--- Begin GIVEN PASSAGE ---

Comparing production on a global scale, Robb said the U.S. and its cattle production cycle has broken away from normal trends. “This is not the industry it was, and not the cyclical trend it was 10 or 15 years ago,” he said.
But for the country, now is as good a time as ever to capitalize on the lower cowherd numbers and global demand.
Canada and Australia, Robb noted, are two countries that have just now rebuilding cattle numbers following a heavy contraction period. Meanwhile, other cattle producing countries – Mexico, Argentina, Russia and Brazil – are seeing shrinking beef cattle herds, or producing cattle largely for their own people and not for export. This creates a huge opportunity for export production, Robb said.
For U.S production, this past summer’s drought was described by Robb as a “game changer” both in its impact on national cowherd numbers, and the impact on various segments of the industry.
“Twenty-five percent of the nation’s cowherd were in those areas of exceptional drought,” he said. “Many operators are not going to come back.”
But in spite of high retail prices and low supply, demand indexes for beef are still high in the U.S. (Demand index figures consumption and the price consumers are willing to pay for beef.) Per capital U.S. beef consumption will be around 53 pounds in 2012, 20 pounds less than what it was in 1988.

--- End GIVEN PASSAGE ---

GIVEN INSTRUCTION A:
In the cattle market passage, what share of the nation's cowherd was in areas of exceptional drought?
GIVEN INSTRUCTION B:
List every country besides the U.S. that the cattle market passage names.
The records are separate material and have no connection to the cattle market passage.

--- Begin STORED ROWS ---

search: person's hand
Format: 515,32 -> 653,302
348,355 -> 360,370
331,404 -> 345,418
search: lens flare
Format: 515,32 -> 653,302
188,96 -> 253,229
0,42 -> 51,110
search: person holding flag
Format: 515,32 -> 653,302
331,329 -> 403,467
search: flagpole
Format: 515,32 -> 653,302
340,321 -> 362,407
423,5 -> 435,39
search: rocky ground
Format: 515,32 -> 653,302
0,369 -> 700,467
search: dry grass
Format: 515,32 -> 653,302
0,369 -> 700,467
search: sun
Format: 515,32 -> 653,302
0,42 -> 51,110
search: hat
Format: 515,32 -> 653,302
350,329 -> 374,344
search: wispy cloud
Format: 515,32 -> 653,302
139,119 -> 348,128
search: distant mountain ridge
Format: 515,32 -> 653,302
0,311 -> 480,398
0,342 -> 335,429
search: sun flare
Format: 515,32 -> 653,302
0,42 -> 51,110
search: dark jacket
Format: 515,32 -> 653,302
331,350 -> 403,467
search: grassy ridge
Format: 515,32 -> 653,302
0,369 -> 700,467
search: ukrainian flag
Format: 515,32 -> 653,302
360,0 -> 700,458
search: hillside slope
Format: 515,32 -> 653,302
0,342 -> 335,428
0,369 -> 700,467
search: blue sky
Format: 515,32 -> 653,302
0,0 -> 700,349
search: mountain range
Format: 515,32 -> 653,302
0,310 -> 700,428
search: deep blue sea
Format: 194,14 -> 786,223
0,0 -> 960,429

--- End STORED ROWS ---
--- Begin STORED ROWS ---

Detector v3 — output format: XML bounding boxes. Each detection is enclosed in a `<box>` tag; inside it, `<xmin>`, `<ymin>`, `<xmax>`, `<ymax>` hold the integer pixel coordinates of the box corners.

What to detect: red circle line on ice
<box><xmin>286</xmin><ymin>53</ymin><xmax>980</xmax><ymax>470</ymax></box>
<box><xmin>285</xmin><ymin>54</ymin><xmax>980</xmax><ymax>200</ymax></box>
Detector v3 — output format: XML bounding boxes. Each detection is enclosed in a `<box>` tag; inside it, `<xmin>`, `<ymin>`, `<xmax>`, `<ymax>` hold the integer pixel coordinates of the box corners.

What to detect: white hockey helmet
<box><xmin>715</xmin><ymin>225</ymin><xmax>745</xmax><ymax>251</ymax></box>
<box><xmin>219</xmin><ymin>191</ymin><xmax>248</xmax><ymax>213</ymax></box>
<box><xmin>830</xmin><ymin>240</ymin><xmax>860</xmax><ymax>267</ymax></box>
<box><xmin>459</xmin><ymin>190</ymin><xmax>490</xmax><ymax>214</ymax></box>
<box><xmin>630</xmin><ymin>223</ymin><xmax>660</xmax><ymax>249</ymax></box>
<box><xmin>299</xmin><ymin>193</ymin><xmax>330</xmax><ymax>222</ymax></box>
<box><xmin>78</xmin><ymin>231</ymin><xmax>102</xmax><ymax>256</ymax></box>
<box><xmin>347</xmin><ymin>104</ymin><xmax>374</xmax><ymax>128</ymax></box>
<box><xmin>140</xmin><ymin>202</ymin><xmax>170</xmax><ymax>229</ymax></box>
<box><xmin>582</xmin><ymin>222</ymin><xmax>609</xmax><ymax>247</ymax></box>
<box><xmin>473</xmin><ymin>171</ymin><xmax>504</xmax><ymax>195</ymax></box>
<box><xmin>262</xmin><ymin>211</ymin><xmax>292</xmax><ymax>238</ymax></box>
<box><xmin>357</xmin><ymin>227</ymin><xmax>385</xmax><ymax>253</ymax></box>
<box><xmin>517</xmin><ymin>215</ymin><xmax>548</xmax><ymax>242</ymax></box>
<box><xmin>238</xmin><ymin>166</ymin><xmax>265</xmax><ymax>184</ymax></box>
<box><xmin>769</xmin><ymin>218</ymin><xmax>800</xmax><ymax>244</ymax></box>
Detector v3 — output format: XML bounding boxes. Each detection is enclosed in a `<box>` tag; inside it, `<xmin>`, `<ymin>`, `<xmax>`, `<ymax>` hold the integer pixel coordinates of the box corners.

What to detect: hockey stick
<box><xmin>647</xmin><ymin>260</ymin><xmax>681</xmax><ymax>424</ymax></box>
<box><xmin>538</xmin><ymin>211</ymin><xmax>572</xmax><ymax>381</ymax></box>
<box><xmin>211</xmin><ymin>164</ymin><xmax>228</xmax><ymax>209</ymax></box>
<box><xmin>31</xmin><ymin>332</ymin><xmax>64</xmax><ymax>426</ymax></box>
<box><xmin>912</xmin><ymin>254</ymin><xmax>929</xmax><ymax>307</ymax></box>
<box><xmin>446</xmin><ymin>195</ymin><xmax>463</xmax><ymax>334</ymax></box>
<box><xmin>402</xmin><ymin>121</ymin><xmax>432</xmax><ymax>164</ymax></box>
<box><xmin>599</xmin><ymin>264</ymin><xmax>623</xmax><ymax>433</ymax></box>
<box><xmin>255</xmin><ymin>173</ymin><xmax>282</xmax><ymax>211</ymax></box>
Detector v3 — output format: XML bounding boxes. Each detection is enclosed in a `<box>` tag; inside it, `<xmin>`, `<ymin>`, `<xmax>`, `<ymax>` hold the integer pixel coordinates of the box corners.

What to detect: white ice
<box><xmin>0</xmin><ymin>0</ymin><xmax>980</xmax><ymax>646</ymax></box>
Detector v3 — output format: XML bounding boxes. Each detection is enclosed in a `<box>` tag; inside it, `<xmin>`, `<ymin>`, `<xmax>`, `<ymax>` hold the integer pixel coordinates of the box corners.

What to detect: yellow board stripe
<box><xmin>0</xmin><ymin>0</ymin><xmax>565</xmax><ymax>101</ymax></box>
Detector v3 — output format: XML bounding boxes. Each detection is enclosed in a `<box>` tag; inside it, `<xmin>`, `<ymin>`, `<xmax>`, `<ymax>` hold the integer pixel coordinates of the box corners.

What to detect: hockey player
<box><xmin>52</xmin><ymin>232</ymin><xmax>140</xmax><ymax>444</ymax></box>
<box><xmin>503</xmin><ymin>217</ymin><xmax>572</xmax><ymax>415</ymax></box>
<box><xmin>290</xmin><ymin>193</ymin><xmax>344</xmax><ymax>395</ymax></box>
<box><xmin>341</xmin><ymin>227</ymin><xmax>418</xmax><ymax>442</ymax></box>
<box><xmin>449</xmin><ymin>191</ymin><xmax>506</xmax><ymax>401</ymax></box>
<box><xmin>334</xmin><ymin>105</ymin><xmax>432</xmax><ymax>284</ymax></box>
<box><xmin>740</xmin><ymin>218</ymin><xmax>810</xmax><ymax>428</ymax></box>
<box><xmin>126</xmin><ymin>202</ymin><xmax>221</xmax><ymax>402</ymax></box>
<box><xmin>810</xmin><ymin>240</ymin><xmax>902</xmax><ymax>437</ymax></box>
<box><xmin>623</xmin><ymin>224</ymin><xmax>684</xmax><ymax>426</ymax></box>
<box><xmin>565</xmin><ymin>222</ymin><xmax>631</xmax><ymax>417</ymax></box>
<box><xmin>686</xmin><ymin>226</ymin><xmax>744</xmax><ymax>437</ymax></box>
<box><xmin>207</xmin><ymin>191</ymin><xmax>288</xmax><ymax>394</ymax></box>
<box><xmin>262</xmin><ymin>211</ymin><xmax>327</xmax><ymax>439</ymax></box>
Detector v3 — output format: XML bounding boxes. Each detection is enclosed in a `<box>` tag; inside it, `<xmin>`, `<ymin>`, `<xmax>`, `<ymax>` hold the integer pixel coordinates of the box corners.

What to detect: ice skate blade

--- End STORED ROWS ---
--- Begin STORED ROWS ---

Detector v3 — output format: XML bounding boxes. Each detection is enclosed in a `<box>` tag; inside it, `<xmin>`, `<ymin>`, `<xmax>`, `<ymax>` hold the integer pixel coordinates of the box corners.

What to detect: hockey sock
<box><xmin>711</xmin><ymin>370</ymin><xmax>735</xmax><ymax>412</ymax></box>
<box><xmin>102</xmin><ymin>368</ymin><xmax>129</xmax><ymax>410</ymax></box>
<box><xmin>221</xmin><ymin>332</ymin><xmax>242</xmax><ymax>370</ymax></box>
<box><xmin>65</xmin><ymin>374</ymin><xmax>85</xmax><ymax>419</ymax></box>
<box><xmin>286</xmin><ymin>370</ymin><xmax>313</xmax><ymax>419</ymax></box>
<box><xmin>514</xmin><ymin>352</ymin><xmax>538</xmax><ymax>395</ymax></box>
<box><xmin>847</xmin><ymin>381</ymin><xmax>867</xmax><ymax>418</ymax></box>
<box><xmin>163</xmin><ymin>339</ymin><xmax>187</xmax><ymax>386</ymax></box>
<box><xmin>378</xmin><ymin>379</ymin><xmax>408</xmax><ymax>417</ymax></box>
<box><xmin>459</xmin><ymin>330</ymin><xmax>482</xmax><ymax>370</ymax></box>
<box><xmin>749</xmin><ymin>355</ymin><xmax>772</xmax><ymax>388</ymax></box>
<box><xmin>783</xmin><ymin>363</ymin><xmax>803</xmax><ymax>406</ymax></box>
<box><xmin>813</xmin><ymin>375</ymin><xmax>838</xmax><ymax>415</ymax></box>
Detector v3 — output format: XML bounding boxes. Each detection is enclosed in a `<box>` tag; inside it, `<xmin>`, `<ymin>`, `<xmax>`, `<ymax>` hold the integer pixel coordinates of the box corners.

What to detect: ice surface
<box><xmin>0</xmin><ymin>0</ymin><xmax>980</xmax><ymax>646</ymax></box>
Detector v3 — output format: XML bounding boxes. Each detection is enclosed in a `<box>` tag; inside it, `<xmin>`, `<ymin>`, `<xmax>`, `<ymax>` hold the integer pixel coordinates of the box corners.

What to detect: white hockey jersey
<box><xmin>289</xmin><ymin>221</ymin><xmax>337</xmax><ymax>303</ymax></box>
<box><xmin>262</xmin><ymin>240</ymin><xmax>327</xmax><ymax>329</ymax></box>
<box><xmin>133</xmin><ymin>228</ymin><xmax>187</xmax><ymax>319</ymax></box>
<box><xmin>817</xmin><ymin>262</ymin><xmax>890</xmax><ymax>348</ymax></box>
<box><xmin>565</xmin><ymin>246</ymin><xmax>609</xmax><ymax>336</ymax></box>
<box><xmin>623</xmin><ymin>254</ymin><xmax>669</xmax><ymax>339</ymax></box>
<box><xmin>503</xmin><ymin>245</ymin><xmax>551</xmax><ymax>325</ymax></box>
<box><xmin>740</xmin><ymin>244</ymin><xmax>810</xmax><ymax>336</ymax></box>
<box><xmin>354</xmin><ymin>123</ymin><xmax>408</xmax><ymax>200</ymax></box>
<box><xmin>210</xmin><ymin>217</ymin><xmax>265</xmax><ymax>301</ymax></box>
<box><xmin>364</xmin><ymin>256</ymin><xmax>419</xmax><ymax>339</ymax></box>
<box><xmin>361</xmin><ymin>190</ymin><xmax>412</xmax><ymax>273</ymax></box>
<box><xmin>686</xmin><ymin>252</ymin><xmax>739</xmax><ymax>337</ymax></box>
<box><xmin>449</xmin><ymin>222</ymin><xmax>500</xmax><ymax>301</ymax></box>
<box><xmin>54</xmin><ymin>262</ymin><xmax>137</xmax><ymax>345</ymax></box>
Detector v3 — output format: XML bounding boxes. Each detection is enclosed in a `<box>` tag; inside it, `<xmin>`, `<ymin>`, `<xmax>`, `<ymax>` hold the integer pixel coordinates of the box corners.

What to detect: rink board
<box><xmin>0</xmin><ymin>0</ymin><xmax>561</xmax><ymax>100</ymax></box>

--- End STORED ROWS ---

TASK ANSWER A:
Twenty-five percent.

TASK ANSWER B:
Canada, Australia, Mexico, Argentina, Russia, Brazil